**GIVEN TASK:** Rewrite every line of all the entries below as a numbered list, skipping any blank lines. Leave the pictures out of your answer.

**MATERIAL FOR THIS EXERCISE:**
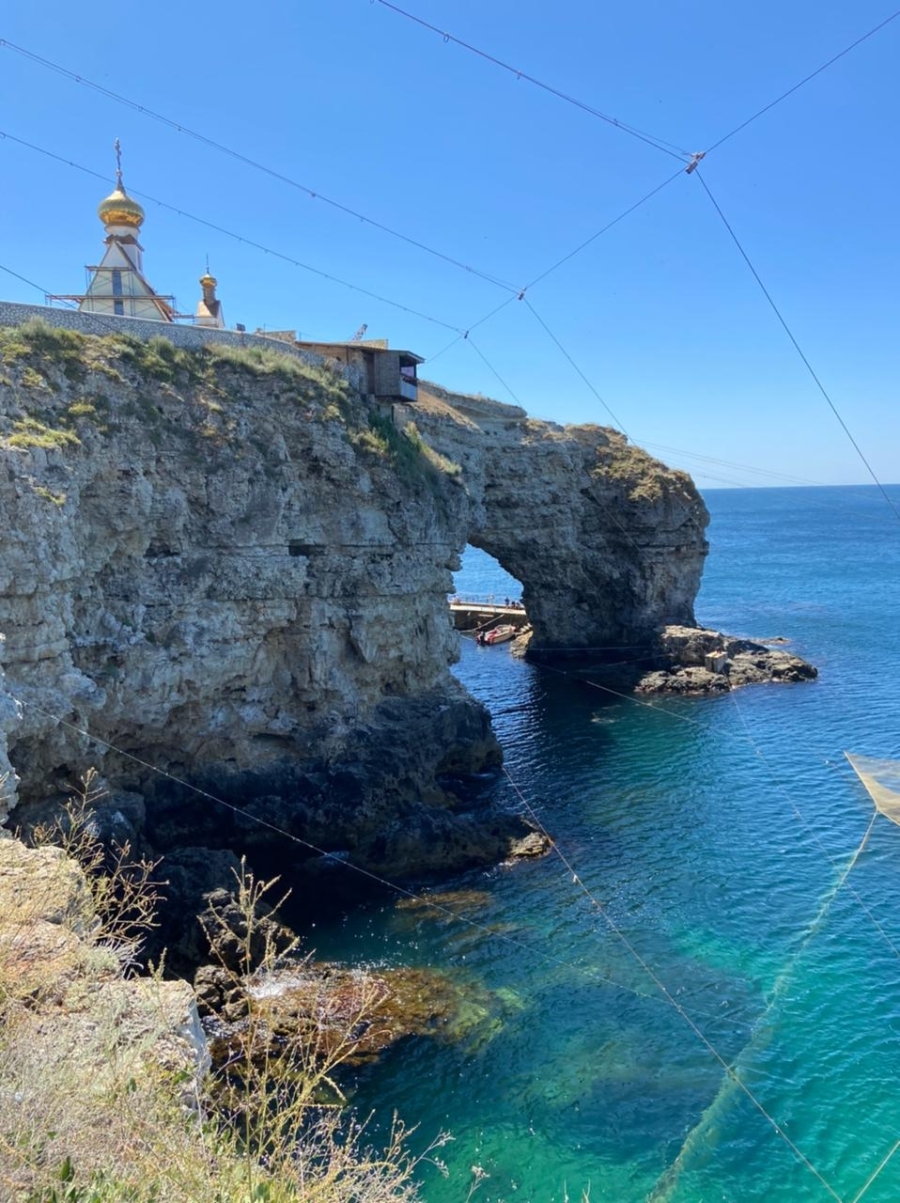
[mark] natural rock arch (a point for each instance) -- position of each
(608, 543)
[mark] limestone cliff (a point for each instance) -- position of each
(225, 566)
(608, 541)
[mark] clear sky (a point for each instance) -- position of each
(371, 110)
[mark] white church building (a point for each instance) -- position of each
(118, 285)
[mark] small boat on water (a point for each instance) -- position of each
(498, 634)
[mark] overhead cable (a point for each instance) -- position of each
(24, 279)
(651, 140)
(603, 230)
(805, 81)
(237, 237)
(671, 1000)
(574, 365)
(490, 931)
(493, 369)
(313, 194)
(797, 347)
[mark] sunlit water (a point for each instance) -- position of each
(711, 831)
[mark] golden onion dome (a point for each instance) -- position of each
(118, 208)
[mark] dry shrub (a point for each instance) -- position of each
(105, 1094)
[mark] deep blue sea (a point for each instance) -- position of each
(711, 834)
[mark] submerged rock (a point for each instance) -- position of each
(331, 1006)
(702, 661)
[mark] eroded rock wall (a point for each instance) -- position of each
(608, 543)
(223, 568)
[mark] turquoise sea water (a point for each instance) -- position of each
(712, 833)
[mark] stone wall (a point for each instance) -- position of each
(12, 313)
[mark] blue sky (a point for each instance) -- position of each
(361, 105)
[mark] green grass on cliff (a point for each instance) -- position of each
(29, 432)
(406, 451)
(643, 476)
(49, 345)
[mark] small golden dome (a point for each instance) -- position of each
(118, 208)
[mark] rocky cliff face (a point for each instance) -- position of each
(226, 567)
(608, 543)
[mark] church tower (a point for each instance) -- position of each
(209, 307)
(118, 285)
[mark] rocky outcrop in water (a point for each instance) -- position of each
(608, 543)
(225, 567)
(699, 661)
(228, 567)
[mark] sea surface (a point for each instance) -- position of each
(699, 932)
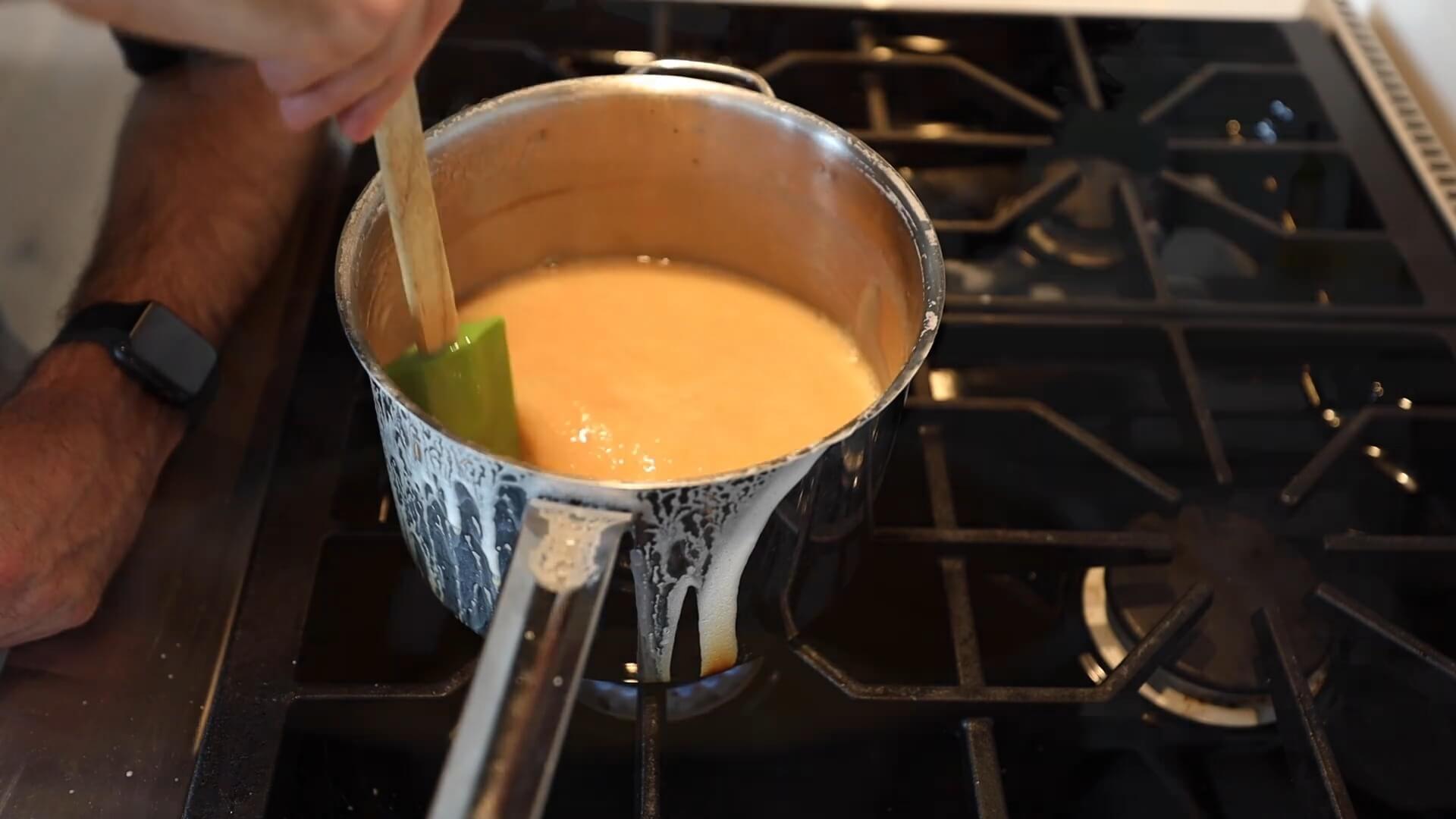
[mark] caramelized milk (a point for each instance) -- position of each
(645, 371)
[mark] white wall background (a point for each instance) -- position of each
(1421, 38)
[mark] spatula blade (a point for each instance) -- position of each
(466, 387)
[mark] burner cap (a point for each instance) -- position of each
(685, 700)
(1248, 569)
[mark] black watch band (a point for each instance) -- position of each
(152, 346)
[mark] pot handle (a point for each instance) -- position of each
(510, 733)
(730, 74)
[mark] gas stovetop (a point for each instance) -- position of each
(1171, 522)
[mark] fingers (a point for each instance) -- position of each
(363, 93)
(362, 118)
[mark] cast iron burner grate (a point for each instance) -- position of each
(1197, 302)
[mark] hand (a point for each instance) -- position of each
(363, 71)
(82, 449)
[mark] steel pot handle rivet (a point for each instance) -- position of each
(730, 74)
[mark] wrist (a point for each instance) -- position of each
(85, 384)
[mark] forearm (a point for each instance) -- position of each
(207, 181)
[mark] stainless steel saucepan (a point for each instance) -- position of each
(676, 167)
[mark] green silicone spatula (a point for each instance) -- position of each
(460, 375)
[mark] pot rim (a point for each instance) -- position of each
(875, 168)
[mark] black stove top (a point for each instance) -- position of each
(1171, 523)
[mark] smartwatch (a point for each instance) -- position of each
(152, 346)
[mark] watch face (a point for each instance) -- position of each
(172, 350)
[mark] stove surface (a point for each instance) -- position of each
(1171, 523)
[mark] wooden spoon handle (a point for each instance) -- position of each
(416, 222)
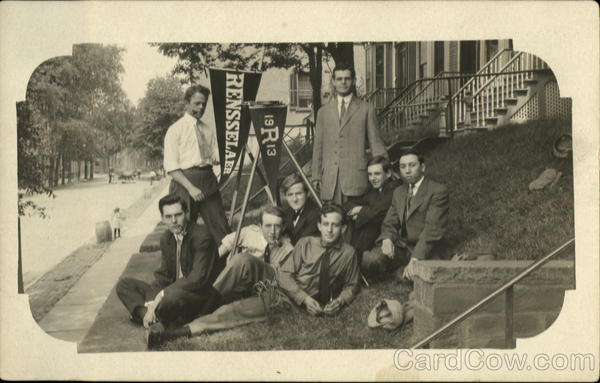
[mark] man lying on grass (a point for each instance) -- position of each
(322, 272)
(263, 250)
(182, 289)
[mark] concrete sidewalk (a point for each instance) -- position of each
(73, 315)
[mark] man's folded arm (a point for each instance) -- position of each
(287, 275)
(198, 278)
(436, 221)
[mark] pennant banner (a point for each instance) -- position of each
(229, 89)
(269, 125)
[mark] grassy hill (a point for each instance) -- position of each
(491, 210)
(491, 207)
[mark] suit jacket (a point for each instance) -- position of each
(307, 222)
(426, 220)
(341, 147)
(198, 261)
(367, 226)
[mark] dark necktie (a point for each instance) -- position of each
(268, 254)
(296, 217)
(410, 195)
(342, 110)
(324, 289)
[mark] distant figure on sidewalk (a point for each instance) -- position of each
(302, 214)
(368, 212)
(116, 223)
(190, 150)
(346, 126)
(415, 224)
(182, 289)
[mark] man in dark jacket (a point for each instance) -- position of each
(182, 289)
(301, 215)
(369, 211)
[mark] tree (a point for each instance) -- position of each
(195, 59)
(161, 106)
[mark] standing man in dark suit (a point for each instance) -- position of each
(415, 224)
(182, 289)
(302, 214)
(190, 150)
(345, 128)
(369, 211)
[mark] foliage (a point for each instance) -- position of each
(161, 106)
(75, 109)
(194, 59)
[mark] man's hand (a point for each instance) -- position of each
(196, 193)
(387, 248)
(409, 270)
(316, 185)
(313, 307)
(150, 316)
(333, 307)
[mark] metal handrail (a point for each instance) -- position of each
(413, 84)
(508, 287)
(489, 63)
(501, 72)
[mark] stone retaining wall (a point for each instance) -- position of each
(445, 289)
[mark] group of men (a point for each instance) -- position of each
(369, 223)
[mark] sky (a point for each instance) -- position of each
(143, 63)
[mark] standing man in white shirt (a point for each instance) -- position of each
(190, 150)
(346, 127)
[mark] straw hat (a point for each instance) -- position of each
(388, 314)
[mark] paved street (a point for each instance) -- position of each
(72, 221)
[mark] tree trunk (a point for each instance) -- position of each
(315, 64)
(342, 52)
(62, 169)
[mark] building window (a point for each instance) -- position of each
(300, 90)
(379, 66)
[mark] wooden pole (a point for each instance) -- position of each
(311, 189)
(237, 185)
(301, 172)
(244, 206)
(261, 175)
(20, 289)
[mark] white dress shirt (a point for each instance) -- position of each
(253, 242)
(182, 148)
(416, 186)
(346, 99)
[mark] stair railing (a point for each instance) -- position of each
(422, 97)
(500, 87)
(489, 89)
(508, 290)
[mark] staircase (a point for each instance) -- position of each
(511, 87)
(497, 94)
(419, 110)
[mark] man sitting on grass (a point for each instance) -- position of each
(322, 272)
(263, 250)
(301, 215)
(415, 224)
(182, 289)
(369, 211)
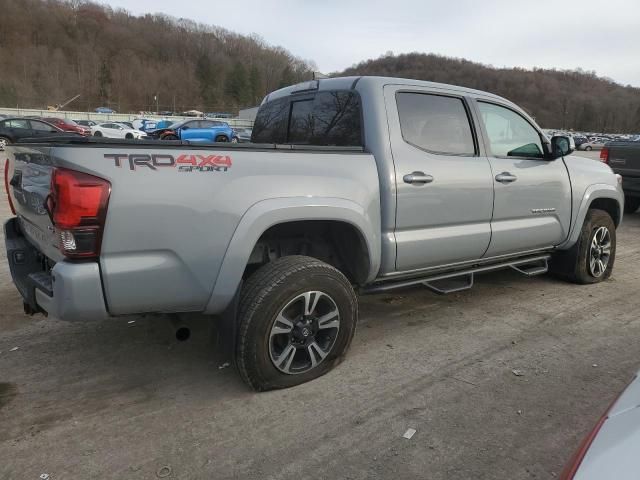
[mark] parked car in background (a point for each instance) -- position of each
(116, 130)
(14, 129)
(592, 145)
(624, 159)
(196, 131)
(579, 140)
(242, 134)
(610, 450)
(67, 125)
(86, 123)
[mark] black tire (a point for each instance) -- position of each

**TASK RESULT:**
1. [mark] natural rock arch (a point for each instance) -- position of each
2. (608, 543)
3. [mark] limestone cliff (a point for each instance) -- position of each
4. (225, 566)
5. (608, 541)
6. [mark] clear sky (a point for each instance) -- position of each
7. (371, 110)
8. [mark] white church building (a point for each instance) -- position of each
9. (118, 285)
10. [mark] small boat on water (a point for each instance) -- position of each
11. (498, 634)
12. [mark] overhead cable (a point for each instance) -- position of each
13. (24, 279)
14. (651, 140)
15. (603, 230)
16. (805, 81)
17. (237, 237)
18. (671, 1000)
19. (574, 365)
20. (490, 931)
21. (493, 369)
22. (313, 194)
23. (797, 347)
24. [mark] sunlit water (a point for each instance) -- position of each
25. (711, 831)
26. [mark] golden onion dome (a point for each instance) -- position of each
27. (118, 208)
28. [mark] dry shrub (a point for each instance) -- position of each
29. (105, 1094)
30. [mark] deep blue sea (a point for each instance) -- position of each
31. (711, 834)
32. [mark] submerged rock (a point for each instance) -- position of each
33. (331, 1006)
34. (702, 661)
35. [mark] eroded rock wall (a point for each instance) -- position of each
36. (608, 543)
37. (223, 568)
38. [mark] turquoise sea water (a point for each instance) -- position of each
39. (712, 833)
40. [mark] stone wall (a point for each instance) -- position of each
41. (12, 313)
42. [mark] blue sky (a point for each instance) -- position of each
43. (361, 105)
44. [mark] green grass on cliff (a point for each instance) -- position of each
45. (29, 432)
46. (406, 451)
47. (643, 476)
48. (49, 345)
49. [mark] small golden dome (a point for each instance) -- position of each
50. (118, 208)
51. [mark] rocky cliff face (a point for each instance) -- position of each
52. (226, 567)
53. (608, 543)
54. [mark] church tower (a point for each instance) -- position of each
55. (209, 307)
56. (118, 285)
57. [mark] rocky outcrop in water (a point for each instance) -- position of each
58. (608, 543)
59. (225, 567)
60. (699, 661)
61. (228, 567)
62. [mark] sea surface (a point for each instance) -- position of each
63. (699, 932)
64. [mark] caramelized milk (a point for each instance) -- position of each
65. (645, 371)
66. [mark] white wall background (a point for each instance) -- position of each
67. (1421, 38)
68. [mark] spatula blade (a point for each instance) -- position of each
69. (466, 387)
70. [mark] burner cap (a point for each instance) -- position of each
71. (685, 700)
72. (1248, 569)
73. [mark] black watch band (a point for each instance) -- position of each
74. (152, 346)
75. [mark] pot handle (a point for each instance) -- position of each
76. (510, 733)
77. (730, 74)
78. [mark] gas stovetop (a point for each instance) -- position of each
79. (1171, 522)
80. [mark] fingers (a point for each instance) -- position of each
81. (363, 93)
82. (362, 118)
83. [mark] cast iron burner grate (a point for each instance) -- position of each
84. (1197, 302)
85. [mark] hand (a point for each instance) -- position of each
86. (363, 71)
87. (82, 449)
88. [mark] steel pot handle rivet (a point for each instance) -- position of each
89. (730, 74)
90. [mark] wrist (a point for each instance) -- position of each
91. (85, 384)
92. [mark] forearm (a point for each instance) -- position of each
93. (207, 181)
94. [mark] stainless steel saucepan (a point for each instance) -- position of each
95. (676, 167)
96. [mark] green silicone spatula (a point for each instance) -- position of each
97. (460, 375)
98. [mark] pot rim (a point for each instance) -- position of each
99. (875, 168)
100. [mark] black stove top (a point for each instance) -- position of each
101. (1171, 523)
102. [mark] smartwatch (a point for each instance) -- position of each
103. (152, 346)
104. [mark] watch face (a point for each instance) -- position of each
105. (172, 350)
106. [mark] stove surface (a point for each instance) -- position of each
107. (1171, 523)
108. [mark] wooden spoon handle (a point for each instance) -- position of each
109. (416, 222)
110. [mark] man lying on grass (a point for each instance) -- position of each
111. (322, 272)
112. (263, 250)
113. (182, 289)
114. [mark] concrete sidewalk (a point for each instance) -- position of each
115. (73, 315)
116. [mark] man's folded arm (a point for each instance) -- position of each
117. (287, 275)
118. (198, 278)
119. (436, 221)
120. [mark] pennant banner (a point for each instance) -- position of each
121. (229, 89)
122. (269, 125)
123. [mark] grassy hill (a point for each instance) -- position of each
124. (491, 210)
125. (491, 207)
126. [mark] suit jacket (a point for each instance) -- position of each
127. (307, 222)
128. (426, 220)
129. (341, 147)
130. (198, 261)
131. (367, 226)
132. [mark] dark necktie (a point for each instance) -- position of each
133. (268, 254)
134. (296, 217)
135. (410, 195)
136. (342, 110)
137. (324, 289)
138. [mark] distant figure on sidewalk (a point for each instance) -- position of each
139. (302, 214)
140. (368, 212)
141. (116, 223)
142. (190, 150)
143. (346, 126)
144. (415, 224)
145. (182, 289)
146. [mark] man in dark jacket (a point for each instance) -- position of each
147. (182, 289)
148. (301, 215)
149. (369, 211)
150. [mark] tree (a point for each instance) -- position of each
151. (195, 59)
152. (161, 106)
153. [mark] standing man in dark suit (a point for each instance) -- position of each
154. (415, 224)
155. (182, 289)
156. (302, 214)
157. (190, 150)
158. (345, 128)
159. (369, 211)
160. [mark] foliage (a point for each instance) -- position of each
161. (161, 106)
162. (75, 109)
163. (194, 59)
164. [mark] man's hand (a point for each instance) -- position of each
165. (196, 193)
166. (387, 248)
167. (409, 270)
168. (316, 185)
169. (313, 307)
170. (150, 316)
171. (333, 307)
172. [mark] metal handrail (a point for each instance) -- position of each
173. (413, 84)
174. (508, 287)
175. (489, 63)
176. (501, 72)
177. [mark] stone retaining wall (a point for each instance) -- position of each
178. (445, 289)
179. [mark] group of men (a point for each instance) -- position of each
180. (369, 223)
181. [mark] sky (a point for each instance) -- position of each
182. (143, 63)
183. [mark] standing man in white shirt (a point for each instance) -- position of each
184. (190, 150)
185. (346, 127)
186. [mark] straw hat (a point for each instance) -- position of each
187. (388, 314)
188. [mark] paved street (a point for each instance) -- position of each
189. (72, 221)
190. [mark] tree trunk (a point for each instance) -- position of each
191. (315, 64)
192. (342, 52)
193. (62, 169)
194. [mark] building window (a point for each instance) -- position of each
195. (300, 90)
196. (379, 66)
197. [mark] wooden pole (a point for each instance) -- position of each
198. (311, 189)
199. (237, 185)
200. (301, 172)
201. (244, 206)
202. (261, 175)
203. (20, 289)
204. [mark] white dress shirt (a point for each instance) -- position of each
205. (253, 242)
206. (182, 148)
207. (416, 186)
208. (346, 99)
209. [mark] stair railing (a point for each instance) -- position of each
210. (422, 97)
211. (500, 87)
212. (489, 89)
213. (508, 290)
214. [mark] staircase (a point for each instance) -- position of each
215. (511, 87)
216. (497, 94)
217. (419, 110)
218. [mark] man sitting on grass (a point for each instance) -- position of each
219. (322, 272)
220. (263, 250)
221. (301, 215)
222. (415, 224)
223. (182, 289)
224. (369, 211)
225. [mark] parked car in background (a point for each instance) -- position of each
226. (116, 130)
227. (14, 129)
228. (592, 145)
229. (624, 159)
230. (196, 131)
231. (579, 140)
232. (242, 134)
233. (610, 450)
234. (67, 125)
235. (86, 123)
236. [mark] black tire (a point for each instance) -- position of each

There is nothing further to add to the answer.